### DOCUMENT EXTRACT
┄┄┄┄┄┄
There are no easy answers. It takes work. Agents of change have to be deeply embedded in a community, with a holistic understanding of its unique culture and challenges, before they can formulate a plan to help people change their habits. A 2006 study found that lowering Uganda’s HIV rates in the last fifteen years depended on a “low-tech” approach that relied primarily on “community-based and face-to-face communication.”6 The authors draw a contrast between this approach and previous biomedical interventions like providing condoms and the treatment of sexually-transmitted infections, which had little to no impact on HIV infection rates. The lessons from this success story are to empower women, mobilize local institutions (including faith-based organizations), and involve them in intervention activities – in this case, HIV prevention and fighting HIV-related stigma. Accordingly, money ought to go to education, training, and empowerment, enabling people to grow their own solutions. Capacity-building programs lack the donor appeal of providing water filters for schoolchildren, but ultimately, sustainability means understanding a specific community’s problems – and outsiders are ill-equipped to serve that niche.
┄┄┄┄┄┄
### YOUR GOAL
Write the next part of the passage on community-based approaches to development, picking up after its final sentence.

Items from a dataset
┄┄┄┄┄┄
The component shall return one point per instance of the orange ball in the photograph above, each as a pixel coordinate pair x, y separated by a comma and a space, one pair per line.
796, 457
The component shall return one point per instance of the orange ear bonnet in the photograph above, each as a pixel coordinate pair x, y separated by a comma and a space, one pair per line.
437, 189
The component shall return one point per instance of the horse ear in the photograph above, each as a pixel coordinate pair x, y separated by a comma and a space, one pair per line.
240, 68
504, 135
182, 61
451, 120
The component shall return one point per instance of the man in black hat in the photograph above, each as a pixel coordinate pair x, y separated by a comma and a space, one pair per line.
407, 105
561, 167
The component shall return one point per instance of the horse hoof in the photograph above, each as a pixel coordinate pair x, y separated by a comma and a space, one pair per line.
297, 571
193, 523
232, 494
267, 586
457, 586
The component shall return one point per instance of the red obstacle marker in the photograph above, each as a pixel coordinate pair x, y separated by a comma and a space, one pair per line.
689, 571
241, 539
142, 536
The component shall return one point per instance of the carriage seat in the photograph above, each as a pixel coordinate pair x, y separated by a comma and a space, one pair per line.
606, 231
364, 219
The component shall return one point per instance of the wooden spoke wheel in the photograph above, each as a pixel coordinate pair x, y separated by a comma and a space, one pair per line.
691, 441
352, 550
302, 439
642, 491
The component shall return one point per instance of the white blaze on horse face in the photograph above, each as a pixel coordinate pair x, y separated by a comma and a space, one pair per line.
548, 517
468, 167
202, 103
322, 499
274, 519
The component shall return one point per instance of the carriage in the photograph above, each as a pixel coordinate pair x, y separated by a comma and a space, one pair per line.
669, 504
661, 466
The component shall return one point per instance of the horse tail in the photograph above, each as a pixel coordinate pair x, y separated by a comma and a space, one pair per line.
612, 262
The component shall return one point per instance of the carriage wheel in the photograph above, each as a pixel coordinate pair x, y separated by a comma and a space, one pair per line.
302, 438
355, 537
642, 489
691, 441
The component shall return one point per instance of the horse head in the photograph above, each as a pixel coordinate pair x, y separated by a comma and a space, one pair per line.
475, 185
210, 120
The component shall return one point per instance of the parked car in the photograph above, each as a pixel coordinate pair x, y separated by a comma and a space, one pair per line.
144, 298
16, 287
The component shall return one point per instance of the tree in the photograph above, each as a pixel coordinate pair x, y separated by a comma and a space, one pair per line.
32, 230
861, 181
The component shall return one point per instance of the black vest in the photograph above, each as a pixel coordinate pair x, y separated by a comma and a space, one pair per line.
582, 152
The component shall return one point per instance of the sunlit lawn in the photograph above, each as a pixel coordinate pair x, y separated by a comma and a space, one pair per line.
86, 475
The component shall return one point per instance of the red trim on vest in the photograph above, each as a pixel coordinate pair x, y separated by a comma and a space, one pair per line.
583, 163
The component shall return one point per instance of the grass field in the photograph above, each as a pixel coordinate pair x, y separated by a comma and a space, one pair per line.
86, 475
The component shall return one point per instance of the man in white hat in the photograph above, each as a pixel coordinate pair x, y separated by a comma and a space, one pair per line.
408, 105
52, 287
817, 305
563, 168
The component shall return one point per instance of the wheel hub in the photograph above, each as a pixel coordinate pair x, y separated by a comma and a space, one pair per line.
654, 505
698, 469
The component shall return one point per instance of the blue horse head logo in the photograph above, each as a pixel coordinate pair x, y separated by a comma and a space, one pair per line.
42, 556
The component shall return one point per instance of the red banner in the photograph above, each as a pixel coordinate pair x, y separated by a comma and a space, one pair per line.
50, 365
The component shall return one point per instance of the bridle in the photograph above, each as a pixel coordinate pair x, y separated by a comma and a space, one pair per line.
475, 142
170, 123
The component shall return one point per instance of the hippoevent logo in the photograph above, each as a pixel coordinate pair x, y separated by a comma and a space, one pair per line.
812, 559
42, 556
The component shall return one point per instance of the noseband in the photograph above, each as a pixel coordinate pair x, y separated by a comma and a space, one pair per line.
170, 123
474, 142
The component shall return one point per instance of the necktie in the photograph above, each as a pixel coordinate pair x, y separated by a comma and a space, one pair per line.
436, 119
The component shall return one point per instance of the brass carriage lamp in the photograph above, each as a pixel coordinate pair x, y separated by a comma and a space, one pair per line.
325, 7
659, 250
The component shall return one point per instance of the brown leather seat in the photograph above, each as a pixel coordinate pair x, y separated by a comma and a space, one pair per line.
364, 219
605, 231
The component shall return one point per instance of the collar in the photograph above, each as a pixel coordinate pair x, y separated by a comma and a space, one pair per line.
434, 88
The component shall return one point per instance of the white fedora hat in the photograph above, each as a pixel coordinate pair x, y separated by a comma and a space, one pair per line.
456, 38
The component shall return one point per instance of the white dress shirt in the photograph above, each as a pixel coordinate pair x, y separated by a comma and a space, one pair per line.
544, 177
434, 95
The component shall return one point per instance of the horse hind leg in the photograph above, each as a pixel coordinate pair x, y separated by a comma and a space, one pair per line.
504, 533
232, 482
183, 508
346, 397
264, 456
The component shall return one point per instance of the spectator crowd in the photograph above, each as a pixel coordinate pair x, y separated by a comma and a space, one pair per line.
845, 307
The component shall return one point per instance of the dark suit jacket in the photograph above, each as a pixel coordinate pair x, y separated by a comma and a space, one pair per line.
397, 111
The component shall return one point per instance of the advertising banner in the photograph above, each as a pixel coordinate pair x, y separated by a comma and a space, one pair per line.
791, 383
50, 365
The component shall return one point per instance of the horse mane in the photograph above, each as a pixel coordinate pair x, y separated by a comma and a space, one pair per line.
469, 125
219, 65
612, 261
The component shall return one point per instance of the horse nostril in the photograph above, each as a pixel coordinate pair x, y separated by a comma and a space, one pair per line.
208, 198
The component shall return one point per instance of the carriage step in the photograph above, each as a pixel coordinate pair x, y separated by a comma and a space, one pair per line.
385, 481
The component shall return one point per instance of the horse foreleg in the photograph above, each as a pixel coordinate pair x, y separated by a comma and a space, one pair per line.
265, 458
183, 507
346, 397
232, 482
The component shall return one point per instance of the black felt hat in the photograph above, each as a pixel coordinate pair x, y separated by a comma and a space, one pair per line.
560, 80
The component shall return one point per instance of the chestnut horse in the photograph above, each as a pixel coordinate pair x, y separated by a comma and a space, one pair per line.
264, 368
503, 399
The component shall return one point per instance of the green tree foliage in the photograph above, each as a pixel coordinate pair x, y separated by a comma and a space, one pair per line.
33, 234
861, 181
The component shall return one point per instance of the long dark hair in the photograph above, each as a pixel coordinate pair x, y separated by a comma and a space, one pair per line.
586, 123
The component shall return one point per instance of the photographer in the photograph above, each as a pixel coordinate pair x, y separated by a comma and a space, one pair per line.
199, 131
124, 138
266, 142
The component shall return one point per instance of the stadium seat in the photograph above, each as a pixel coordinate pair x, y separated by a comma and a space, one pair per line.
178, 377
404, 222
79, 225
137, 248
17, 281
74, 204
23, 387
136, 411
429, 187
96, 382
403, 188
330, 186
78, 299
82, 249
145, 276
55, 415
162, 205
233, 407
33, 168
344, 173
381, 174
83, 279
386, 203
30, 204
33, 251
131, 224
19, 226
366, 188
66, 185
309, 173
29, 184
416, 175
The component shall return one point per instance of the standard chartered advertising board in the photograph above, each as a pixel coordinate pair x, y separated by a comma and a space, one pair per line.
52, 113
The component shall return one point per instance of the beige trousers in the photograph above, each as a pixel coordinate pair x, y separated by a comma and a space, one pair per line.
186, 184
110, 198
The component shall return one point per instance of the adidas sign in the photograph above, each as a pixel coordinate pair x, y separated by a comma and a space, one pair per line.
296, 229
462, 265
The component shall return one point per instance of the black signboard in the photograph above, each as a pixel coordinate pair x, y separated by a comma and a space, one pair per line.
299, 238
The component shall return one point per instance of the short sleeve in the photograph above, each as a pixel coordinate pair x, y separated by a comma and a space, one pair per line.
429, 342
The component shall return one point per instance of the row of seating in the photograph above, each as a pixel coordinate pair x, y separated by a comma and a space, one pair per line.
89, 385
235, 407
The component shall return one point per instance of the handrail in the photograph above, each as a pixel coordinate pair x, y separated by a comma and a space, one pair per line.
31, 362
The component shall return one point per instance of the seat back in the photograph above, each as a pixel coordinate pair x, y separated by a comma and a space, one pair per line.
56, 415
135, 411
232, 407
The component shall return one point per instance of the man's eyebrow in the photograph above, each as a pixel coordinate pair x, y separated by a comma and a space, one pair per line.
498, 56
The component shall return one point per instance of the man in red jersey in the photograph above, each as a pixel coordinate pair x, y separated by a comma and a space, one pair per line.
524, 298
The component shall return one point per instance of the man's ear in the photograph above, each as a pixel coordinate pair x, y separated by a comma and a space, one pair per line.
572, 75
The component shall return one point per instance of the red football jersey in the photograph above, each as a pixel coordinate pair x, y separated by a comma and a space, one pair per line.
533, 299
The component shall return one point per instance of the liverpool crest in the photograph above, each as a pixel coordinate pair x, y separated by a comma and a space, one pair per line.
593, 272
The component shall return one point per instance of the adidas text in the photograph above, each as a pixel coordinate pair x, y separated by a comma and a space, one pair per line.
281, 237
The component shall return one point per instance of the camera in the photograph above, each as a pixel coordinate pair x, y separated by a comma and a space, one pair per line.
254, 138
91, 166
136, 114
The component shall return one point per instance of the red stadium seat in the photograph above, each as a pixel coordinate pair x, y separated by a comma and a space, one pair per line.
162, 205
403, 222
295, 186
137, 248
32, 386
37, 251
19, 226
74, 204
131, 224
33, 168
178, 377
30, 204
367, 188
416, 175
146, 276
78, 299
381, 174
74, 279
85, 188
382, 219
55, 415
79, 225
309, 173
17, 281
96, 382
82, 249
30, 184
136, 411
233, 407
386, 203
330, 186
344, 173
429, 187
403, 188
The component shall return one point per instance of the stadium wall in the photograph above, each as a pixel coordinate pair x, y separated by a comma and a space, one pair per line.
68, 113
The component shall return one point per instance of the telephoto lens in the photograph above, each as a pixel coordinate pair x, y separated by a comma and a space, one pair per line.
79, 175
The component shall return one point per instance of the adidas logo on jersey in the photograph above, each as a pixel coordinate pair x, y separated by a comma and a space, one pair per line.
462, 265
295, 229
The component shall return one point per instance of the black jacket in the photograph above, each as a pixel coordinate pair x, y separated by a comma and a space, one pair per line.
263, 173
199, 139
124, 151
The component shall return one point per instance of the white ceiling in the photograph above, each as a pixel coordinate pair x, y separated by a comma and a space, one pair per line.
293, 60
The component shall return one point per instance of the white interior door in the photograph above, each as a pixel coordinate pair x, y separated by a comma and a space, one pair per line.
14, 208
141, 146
┄┄┄┄┄┄
### ANSWER FOR THE TASK
Behavior change is critical, and it is hard. Every case is different. What works in one country, or even one village, will fail in the next. To be effective, development work needs to stop talking about scalability and start talking about specificity.
Citations:
- Afshan Yasmeen, “Private water suppliers hit pay dirt as water crisis worsens,” The Hindu, March 11, 2012, accessed April 15, 2013, http://www.thehindu.com/news/cities/bangalore/private-water-suppliers-hit-pay-dirt-as-water-crisis-worsens/article2984302.ece.
- 2. Jenny T. Gronwall, Martin Mulenga, and Gordon McGranahan, “Groundwater, self-supply, and poor urban dwellers” (Human Settlements Working Paper Series, International Institute for Environment and Development, 2010).
- “Despite threat, rainwater harvesting a flop in city,” The Hindu, February 27, 2013, accessed April 15, 2013, http://www.thehindu.com/news/cities/bangalore/despite-threat-rainwater-harvesting-a-flop-in-city/article4456297.ece.
- “Technology and the developing world,” Public Radio International, November 9, 2009, http://www.pri.org/stories/business/global-development/technilogy-developing-world1716.html.
- Adam Biran et al, “The effect of a soap promotion and hygiene education campaign on handwashing behaviour in rural India: a cluster randomised trial,” Tropical Medicine and International Health, 14.10(2009): 1303-1314.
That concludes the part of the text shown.